(Named object pointing entries)

━━━━━━━━━━━━━━━━━━━━

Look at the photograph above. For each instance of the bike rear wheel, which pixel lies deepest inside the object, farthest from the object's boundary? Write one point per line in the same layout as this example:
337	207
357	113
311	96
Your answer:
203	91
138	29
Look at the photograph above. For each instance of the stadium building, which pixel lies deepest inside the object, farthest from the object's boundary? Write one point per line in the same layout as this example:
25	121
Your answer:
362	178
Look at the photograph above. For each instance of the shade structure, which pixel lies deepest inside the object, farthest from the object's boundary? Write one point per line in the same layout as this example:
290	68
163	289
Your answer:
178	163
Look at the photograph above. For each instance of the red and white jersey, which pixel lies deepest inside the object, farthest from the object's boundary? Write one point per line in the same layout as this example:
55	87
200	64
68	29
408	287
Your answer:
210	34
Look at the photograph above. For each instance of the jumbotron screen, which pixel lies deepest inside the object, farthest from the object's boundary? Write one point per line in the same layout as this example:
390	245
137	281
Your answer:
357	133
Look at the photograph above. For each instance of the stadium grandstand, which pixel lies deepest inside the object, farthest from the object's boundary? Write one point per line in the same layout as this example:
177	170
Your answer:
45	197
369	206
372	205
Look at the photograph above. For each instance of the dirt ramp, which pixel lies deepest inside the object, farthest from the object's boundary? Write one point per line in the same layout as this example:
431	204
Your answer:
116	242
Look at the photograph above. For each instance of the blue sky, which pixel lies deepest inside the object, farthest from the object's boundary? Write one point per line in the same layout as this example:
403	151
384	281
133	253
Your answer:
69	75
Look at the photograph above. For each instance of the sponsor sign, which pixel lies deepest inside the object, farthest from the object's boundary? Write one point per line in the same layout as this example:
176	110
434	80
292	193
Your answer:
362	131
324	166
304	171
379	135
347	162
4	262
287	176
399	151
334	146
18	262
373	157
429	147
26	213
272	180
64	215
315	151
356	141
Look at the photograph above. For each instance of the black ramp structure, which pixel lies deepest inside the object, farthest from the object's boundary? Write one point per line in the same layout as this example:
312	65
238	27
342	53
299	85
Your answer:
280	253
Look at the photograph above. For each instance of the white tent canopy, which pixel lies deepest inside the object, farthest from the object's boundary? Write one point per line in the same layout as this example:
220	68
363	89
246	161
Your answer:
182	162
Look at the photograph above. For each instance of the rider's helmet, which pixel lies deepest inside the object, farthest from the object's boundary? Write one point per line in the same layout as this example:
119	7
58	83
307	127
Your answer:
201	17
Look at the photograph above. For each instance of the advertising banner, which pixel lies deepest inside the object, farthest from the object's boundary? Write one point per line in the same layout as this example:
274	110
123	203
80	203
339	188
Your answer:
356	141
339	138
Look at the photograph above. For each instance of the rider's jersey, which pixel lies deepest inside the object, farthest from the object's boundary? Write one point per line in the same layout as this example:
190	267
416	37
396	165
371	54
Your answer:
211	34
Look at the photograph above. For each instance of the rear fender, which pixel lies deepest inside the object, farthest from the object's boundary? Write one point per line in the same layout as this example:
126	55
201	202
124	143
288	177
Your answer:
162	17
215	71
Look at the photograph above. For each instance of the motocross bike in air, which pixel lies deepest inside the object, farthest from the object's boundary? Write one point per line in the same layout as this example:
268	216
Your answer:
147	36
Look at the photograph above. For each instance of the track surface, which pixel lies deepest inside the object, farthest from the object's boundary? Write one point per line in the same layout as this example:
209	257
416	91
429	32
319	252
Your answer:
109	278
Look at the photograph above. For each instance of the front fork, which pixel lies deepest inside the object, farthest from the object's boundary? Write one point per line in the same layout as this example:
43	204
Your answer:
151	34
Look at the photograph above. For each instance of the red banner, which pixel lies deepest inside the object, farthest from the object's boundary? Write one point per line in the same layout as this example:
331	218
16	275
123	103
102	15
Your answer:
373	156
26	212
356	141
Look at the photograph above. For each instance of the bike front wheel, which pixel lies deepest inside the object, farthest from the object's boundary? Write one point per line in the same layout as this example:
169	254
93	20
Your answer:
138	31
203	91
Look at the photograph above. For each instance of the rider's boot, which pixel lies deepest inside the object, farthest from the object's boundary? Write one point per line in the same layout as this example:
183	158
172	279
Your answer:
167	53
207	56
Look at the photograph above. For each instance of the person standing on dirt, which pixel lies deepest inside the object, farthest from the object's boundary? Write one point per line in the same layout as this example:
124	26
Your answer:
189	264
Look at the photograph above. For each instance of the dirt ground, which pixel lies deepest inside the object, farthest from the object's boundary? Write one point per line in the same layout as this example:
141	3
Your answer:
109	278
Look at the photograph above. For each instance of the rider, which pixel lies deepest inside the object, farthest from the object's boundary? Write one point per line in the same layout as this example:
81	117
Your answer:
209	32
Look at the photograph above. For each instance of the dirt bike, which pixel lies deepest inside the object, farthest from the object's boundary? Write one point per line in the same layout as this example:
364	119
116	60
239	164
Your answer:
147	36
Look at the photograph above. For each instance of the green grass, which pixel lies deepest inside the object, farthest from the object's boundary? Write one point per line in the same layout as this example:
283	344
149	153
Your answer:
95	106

━━━━━━━━━━━━━━━━━━━━

◆ Stated exercise: Find the line that contains "Look at the photograph above. For each instance of the person" in the listing above. Retype it and every line after it up to the last, exactly, and nothing else.

◆ Task response:
Look at the photograph above. For each instance of the person standing on dirt, which pixel lies deepest inside the object, farthest from the object's boundary? Write one point per line in the same layout as this example:
124	26
Your answer:
189	264
Look at the photograph above. For each instance of the dirt ground, which pixel lies deepest inside the object, farthest from the object's boundary? Write one point per line in the same layout as this example:
141	3
Your answer:
109	278
Look at the photograph above. For each instance of the rider, which pixel lies deepest inside the object, farthest from the object's boundary? Write one point per line in the same layout as this example:
81	117
Your answer:
209	32
Look at the photograph above. For each instance of the dirt bike, which pixel lies deepest inside the object, farthest from the object's boundary? Write one point per line in the same layout as this example:
364	119
116	60
239	164
Your answer:
147	36
Look at the photograph above. For each instance of the green grass, which pixel lies deepest inside the object, farthest from the object's boundary? Write one point per line in the same layout as this example:
283	344
149	153
Your answer:
95	106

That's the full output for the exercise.